Can you reproduce the text on psoriasis below in full, word for word?

[TEXT UNDER STUDY — start]

I'm Dr Mark Goodfield, I'm a consultant dermatologist

and I work at Leeds General Infirmary in the skin department.

Psoriasis is a complicated disorder.

It's genetically determined but in a rather complex way,

so there's no simple pattern of inheritance,

but within a family you often find a number of family members

who are affected.

The disease is very easily recognised,

particularly in those common areas, elbows, knees, scalp.

The main features of the disease are its redness and its scaliness.

Skin disease in general has a much bigger impact on quality of life

than people often recognise,

and psoriasis is one of those conditions that's right up there at the top

of disease impact,

partly because it's visible.

If you have psoriasis affecting your face, for instance,

that has a very major impact on what you present to the world.

It isn't catching,

so although there may be other members of your family who have got it,

you can't give it to them and you can't give it to partners or to friends.

The treatment for psoriasis, as with any skin disease,

starts with simple topical treatments.

There are also quite old-fashioned things like tar preparations,

which are OK.

They're a bit messy, a bit smelly if you don't like the smell of tar,

but they do have a role in psoriasis.

[TEXT UNDER STUDY — finish]
[EXCERPTED DATA — start]

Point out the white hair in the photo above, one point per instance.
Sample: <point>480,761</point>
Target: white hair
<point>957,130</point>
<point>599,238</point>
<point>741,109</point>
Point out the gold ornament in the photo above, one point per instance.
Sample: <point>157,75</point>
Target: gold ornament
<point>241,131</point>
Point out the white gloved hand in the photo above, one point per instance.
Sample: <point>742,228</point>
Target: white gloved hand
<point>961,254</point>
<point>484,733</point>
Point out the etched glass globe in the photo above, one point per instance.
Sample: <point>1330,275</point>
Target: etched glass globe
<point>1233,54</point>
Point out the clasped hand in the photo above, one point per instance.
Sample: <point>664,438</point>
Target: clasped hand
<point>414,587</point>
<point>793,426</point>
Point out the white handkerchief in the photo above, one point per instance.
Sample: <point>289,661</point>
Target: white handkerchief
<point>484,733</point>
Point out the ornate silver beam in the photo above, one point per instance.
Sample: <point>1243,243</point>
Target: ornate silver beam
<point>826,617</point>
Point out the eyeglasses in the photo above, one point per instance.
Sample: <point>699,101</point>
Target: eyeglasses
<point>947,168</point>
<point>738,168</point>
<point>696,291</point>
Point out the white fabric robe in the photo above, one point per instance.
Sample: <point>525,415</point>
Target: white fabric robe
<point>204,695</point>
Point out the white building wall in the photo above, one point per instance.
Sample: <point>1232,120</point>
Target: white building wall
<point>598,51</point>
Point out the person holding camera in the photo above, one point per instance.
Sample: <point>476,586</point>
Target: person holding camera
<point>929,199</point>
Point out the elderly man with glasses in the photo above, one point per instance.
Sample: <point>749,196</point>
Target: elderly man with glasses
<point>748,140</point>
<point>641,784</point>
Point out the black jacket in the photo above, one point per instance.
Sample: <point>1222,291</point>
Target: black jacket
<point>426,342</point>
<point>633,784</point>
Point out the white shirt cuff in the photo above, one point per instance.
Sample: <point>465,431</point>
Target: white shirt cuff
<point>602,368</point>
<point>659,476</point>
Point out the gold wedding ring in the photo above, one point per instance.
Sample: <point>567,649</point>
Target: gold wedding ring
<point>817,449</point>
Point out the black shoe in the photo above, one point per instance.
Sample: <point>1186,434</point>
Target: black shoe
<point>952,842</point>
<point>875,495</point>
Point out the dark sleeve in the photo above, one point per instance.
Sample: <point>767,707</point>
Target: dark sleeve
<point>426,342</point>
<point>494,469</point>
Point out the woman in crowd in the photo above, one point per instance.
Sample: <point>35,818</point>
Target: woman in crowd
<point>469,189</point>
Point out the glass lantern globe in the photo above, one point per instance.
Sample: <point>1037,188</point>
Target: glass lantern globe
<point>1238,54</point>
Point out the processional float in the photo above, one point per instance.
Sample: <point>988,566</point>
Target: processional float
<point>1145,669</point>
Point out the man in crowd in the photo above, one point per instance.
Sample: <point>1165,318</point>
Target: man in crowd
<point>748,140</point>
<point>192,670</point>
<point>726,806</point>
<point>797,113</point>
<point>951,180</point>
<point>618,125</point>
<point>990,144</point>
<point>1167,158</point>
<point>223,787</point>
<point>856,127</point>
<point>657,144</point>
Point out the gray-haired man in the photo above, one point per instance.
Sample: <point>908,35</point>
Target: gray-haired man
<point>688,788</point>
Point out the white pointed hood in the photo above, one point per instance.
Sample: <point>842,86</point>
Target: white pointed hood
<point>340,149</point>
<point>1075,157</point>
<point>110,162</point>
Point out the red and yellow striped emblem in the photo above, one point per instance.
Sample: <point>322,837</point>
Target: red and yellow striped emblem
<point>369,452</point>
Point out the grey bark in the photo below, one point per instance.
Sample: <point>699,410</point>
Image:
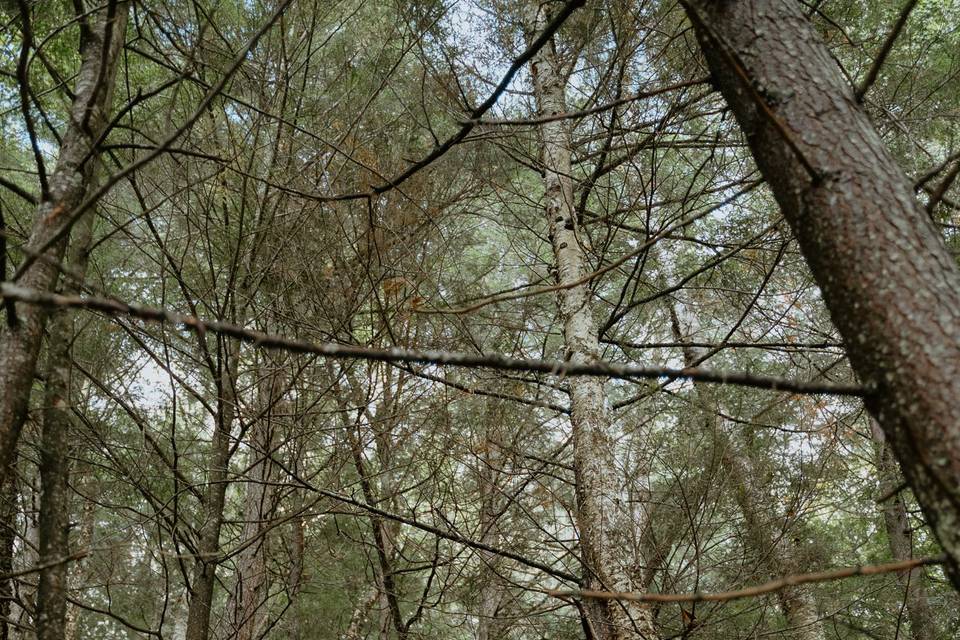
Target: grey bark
<point>250,592</point>
<point>900,539</point>
<point>888,280</point>
<point>55,448</point>
<point>20,339</point>
<point>604,518</point>
<point>490,624</point>
<point>208,557</point>
<point>8,536</point>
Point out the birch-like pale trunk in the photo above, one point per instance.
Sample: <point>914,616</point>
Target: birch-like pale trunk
<point>55,450</point>
<point>248,599</point>
<point>894,510</point>
<point>764,538</point>
<point>605,520</point>
<point>68,184</point>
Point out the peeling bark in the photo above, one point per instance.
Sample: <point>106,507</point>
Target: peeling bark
<point>20,340</point>
<point>605,521</point>
<point>886,276</point>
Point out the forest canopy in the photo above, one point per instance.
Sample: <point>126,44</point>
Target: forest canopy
<point>493,319</point>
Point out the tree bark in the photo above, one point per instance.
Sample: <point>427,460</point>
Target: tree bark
<point>891,286</point>
<point>208,558</point>
<point>604,518</point>
<point>8,536</point>
<point>251,589</point>
<point>55,452</point>
<point>20,340</point>
<point>894,510</point>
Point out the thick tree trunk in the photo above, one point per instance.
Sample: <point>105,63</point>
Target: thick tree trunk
<point>20,340</point>
<point>247,605</point>
<point>766,540</point>
<point>605,520</point>
<point>55,453</point>
<point>891,286</point>
<point>922,626</point>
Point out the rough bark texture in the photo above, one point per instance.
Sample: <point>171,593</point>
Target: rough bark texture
<point>20,343</point>
<point>490,625</point>
<point>922,626</point>
<point>891,286</point>
<point>55,450</point>
<point>764,537</point>
<point>604,519</point>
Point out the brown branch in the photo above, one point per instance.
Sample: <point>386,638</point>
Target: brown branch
<point>74,216</point>
<point>758,590</point>
<point>598,368</point>
<point>475,115</point>
<point>643,95</point>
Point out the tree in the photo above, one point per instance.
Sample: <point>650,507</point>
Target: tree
<point>885,272</point>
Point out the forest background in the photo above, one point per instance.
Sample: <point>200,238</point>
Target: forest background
<point>479,319</point>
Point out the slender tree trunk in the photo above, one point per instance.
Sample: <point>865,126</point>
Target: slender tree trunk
<point>764,539</point>
<point>20,340</point>
<point>606,524</point>
<point>207,561</point>
<point>490,625</point>
<point>922,626</point>
<point>252,586</point>
<point>8,536</point>
<point>888,280</point>
<point>55,449</point>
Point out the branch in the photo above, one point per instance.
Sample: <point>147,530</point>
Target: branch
<point>643,95</point>
<point>597,368</point>
<point>475,115</point>
<point>73,216</point>
<point>758,590</point>
<point>884,51</point>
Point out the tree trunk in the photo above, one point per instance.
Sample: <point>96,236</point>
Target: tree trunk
<point>8,536</point>
<point>55,453</point>
<point>897,525</point>
<point>20,340</point>
<point>604,519</point>
<point>888,280</point>
<point>205,565</point>
<point>490,625</point>
<point>251,589</point>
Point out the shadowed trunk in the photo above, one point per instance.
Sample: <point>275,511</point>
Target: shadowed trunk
<point>605,520</point>
<point>205,565</point>
<point>767,541</point>
<point>55,451</point>
<point>888,280</point>
<point>68,184</point>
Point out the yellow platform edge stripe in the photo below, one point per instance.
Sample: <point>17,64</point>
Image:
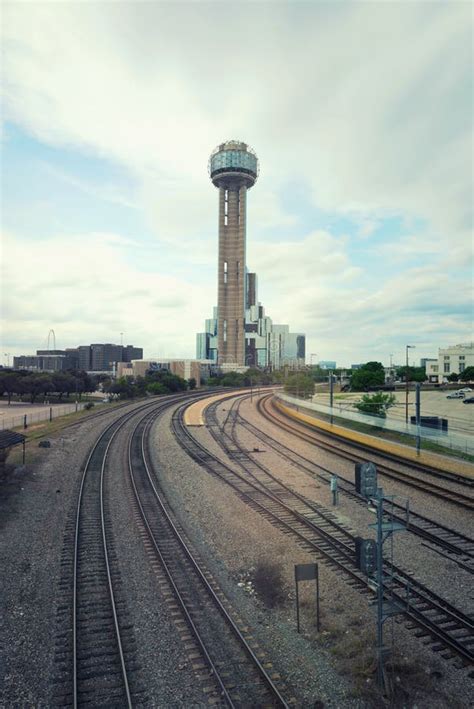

[EXCERPTED DATA — finish]

TASK SOLUTION ::
I'm Dr Mark Goodfield, I'm a consultant dermatologist

and I work at Leeds General Infirmary in the skin department.

Psoriasis is a complicated disorder.

It's genetically determined but in a rather complex way,

so there's no simple pattern of inheritance,

but within a family you often find a number of family members

who are affected.

The disease is very easily recognised,

particularly in those common areas, elbows, knees, scalp.

The main features of the disease are its redness and its scaliness.

Skin disease in general has a much bigger impact on quality of life

than people often recognise,

and psoriasis is one of those conditions that's right up there at the top

of disease impact,

partly because it's visible.

If you have psoriasis affecting your face, for instance,

that has a very major impact on what you present to the world.

It isn't catching,

so although there may be other members of your family who have got it,

you can't give it to them and you can't give it to partners or to friends.

The treatment for psoriasis, as with any skin disease,

starts with simple topical treatments.

There are also quite old-fashioned things like tar preparations,

which are OK.

They're a bit messy, a bit smelly if you don't like the smell of tar,

but they do have a role in psoriasis.